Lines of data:
+ + + + + + +

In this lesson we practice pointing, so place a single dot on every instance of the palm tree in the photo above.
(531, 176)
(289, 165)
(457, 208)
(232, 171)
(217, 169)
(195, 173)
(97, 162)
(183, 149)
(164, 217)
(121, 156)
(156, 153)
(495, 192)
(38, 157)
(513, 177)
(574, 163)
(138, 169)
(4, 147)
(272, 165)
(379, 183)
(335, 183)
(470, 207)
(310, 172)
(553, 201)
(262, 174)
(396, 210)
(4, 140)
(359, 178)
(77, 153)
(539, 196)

+ + + + + + +

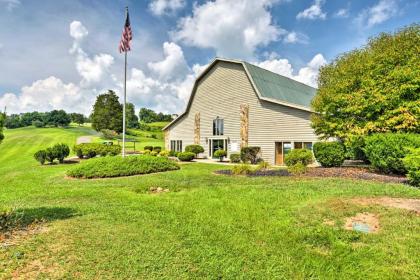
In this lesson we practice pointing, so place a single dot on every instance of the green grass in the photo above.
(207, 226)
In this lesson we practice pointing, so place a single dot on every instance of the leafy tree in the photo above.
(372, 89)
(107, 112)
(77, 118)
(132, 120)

+ + + + + + +

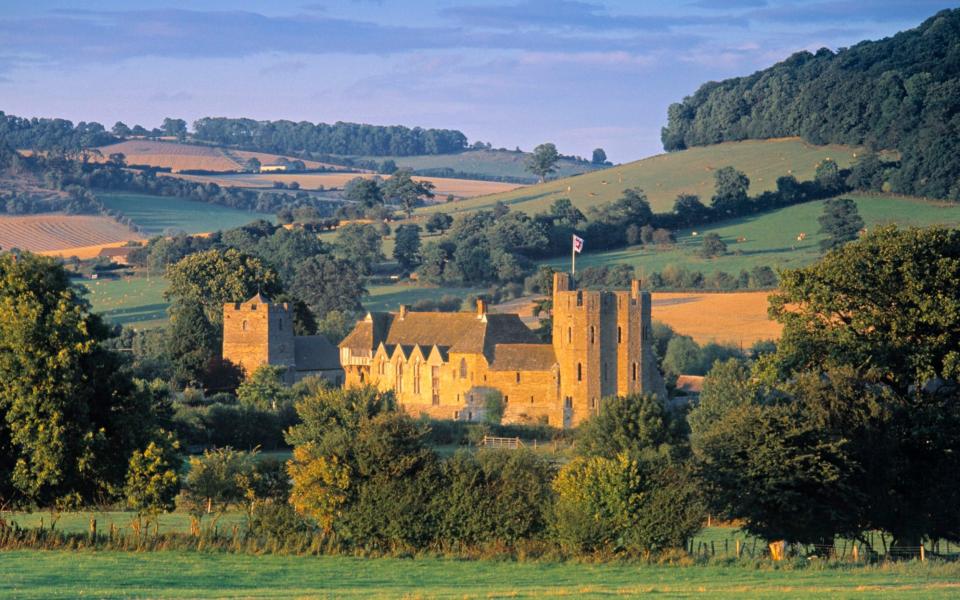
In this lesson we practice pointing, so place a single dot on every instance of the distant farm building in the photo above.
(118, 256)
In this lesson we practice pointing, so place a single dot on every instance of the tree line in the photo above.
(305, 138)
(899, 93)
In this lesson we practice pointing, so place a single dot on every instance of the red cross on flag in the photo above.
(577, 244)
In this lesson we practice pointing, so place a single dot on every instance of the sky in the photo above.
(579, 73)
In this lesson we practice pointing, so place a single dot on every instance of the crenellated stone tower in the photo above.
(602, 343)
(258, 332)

+ + + + + + +

Brief: Show each line above that contains the word "green". Treat uppercase and lowercase as different.

Written answer:
In this lesson we practice pointing, so place a single dot on every instance of the green grass in the photo above.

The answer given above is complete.